**Fragmento original**

::::::::

Mis pobres testimonios sobre el particular quedarían
pálidos frente a los aportados por gente muy bien informada
en libros de gran interés, pero el caso es que me tocó
hacer de centinela del castillo en la zona privada de Aralar
y aquello era un despelote de dimensiones incalculables. Y
estamos en la permanente distorsión del lenguaje y
de la realidad: yo soy el siervo, pero a mi me sirven, soy
humilde, pero me monto clamorosas epifanías, soy pobre,
pero vivo como un cardenal renacentista. Ya digo que a mi
este hombre no me hacía ninguna gracia.
¿Qué si la Iglesia ha hecho bien o mal, al canonizarlo?
Pues, la verdad, eso me trae al fresco; es cosa de la Iglesia
Católica y no mía. Después de todo también
canonizó en su día a Bernardo de Clarivaux,
animoso predicador de la sangrienta II Cruzada, a quien corresponden
frases tan caritativas como ésta: "El cristiano
es glorificado en la muerte de un pagano porque mediante ello
Cristo mismo es glorificado"; o a una tremenda masoquista,
como Catalina de Siena. Por añadidura, mantuvo durante
siglos una Santa Inquisición que forma parte de la
historia más bochornosa de la Humanidad, la Inquisición
que obligó a Tommasso Campanella a fingirse loco para
salvar el pellejo. Sus razones tendría la Iglesia,
supongo. También otras estructuras piramidales han
hecho santos a su manera, como sucedió con Lenin en
la finada Unión Soviética, o con Mao (en vida)
en la China revolucionaria. No me parece una buena idea esto
del culto a la personalidad.
Han pasado muchos años y, ahora que me ha dado por
recordar, creo que me ratifico en todas aquellas impresiones.
A eso me ayuda bastante no tener que andar retorciendo mi
conciencia para hallar en alguna parte un encendido amor al
Padre, por superior mandato naturalmente. No me aflige ya
la inquietud producida por no sentirme capaz de participar
en las histerias colectivas. La verdad, es una suerte.

::::::::

Registros del conjunto de anotaciones por puntos:

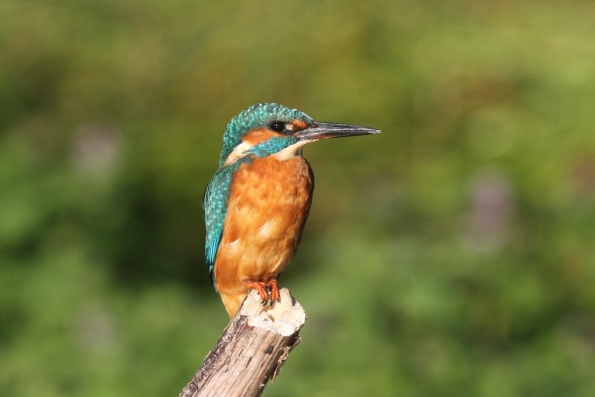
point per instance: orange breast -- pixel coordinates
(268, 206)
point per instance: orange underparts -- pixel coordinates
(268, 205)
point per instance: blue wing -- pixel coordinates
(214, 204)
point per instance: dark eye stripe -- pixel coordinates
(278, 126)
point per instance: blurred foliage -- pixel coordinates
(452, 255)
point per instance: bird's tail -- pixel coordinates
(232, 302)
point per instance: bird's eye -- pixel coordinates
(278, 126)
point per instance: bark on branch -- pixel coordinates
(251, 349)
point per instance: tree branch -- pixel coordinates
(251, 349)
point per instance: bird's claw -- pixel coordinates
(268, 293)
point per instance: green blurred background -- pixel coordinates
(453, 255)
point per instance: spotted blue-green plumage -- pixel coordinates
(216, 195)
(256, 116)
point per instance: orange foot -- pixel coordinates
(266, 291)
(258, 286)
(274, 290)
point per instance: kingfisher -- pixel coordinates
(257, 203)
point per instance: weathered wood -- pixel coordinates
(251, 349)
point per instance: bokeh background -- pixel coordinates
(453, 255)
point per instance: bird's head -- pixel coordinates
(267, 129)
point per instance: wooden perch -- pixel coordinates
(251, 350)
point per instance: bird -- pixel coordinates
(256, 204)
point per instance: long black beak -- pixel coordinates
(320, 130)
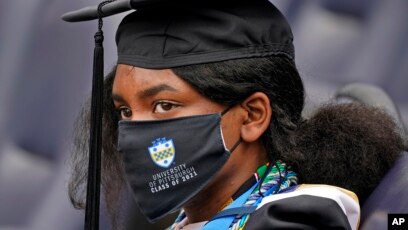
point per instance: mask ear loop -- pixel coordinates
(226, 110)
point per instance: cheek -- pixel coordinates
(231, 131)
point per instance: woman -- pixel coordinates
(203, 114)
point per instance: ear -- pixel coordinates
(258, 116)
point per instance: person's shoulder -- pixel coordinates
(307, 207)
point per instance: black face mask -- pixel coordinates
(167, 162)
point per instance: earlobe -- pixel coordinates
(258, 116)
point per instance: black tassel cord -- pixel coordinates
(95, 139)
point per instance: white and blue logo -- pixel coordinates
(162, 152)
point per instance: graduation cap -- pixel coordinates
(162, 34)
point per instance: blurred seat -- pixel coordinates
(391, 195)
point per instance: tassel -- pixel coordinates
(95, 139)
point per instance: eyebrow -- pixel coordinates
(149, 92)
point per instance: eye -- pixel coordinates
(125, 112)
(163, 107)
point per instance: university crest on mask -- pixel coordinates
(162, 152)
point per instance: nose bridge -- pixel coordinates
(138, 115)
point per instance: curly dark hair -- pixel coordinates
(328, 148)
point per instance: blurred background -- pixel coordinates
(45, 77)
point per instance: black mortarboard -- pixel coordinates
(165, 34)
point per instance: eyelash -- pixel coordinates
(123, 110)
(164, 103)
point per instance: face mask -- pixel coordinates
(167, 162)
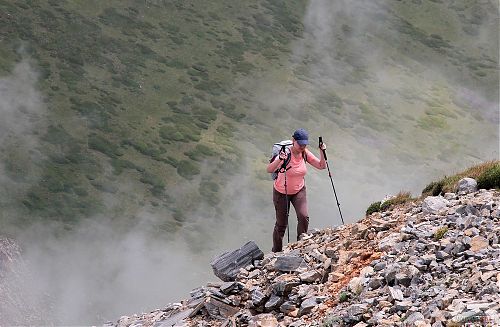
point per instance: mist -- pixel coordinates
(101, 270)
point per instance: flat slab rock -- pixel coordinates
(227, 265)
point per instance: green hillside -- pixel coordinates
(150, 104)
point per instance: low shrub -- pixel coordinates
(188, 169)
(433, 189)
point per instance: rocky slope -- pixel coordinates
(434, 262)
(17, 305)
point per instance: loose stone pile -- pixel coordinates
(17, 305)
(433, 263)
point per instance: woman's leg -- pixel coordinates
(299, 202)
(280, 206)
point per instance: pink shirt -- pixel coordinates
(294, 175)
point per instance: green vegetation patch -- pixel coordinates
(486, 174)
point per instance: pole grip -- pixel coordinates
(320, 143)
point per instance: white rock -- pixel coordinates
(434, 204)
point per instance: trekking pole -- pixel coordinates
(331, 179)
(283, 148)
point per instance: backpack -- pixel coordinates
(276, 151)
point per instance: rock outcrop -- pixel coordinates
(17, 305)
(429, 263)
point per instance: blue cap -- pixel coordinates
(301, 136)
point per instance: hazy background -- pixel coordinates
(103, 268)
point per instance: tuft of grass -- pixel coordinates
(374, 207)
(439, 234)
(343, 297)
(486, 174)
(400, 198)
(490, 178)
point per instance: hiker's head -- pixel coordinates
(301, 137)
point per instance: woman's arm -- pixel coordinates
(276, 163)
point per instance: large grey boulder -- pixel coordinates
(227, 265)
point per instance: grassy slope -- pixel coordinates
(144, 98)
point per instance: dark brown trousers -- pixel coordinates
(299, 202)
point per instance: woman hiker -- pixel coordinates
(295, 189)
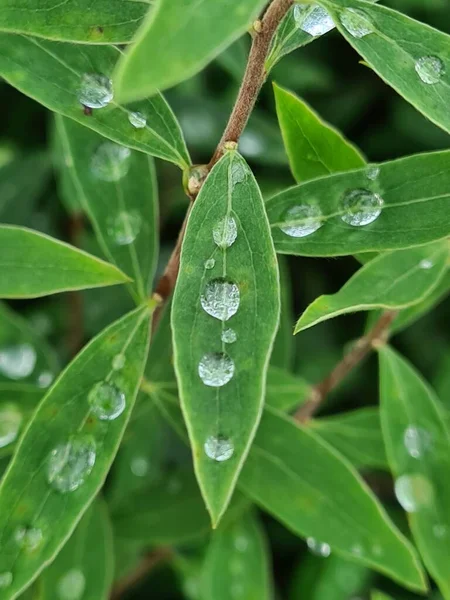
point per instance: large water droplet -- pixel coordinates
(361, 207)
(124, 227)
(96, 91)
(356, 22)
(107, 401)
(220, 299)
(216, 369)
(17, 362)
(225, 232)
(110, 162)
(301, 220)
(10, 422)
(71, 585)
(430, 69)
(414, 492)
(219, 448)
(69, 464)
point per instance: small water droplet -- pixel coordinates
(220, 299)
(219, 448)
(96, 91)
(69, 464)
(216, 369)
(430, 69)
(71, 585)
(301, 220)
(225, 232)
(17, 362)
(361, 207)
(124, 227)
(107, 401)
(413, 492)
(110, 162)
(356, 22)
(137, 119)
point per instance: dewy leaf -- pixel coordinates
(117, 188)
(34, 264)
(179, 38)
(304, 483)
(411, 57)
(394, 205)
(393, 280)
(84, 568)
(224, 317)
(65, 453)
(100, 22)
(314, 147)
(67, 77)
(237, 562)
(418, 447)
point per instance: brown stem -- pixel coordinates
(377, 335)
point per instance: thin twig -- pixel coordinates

::::::::

**Tarea propuesta 1**
Vuelve a escribir el fragmento original desde las palabras "Mis pobres testimonios" y termina después de "hacía ninguna gracia.", pero llamando "palacio" a lo que ahí se llama "castillo".
**Tarea propuesta 2**
Indica cada línea de los registros que contenga la cadena "head", teniendo en cuenta mayúsculas y minúsculas.

**Resultado correcto 1**
Mis pobres testimonios sobre el particular quedarían
pálidos frente a los aportados por gente muy bien informada
en libros de gran interés, pero el caso es que me tocó
hacer de centinela del palacio en la zona privada de Aralar
y aquello era un despelote de dimensiones incalculables. Y
estamos en la permanente distorsión del lenguaje y
de la realidad: yo soy el siervo, pero a mi me sirven, soy
humilde, pero me monto clamorosas epifanías, soy pobre,
pero vivo como un cardenal renacentista. Ya digo que a mi
este hombre no me hacía ninguna gracia.

**Resultado correcto 2**
point per instance: bird's head -- pixel coordinates
point per instance: hiker's head -- pixel coordinates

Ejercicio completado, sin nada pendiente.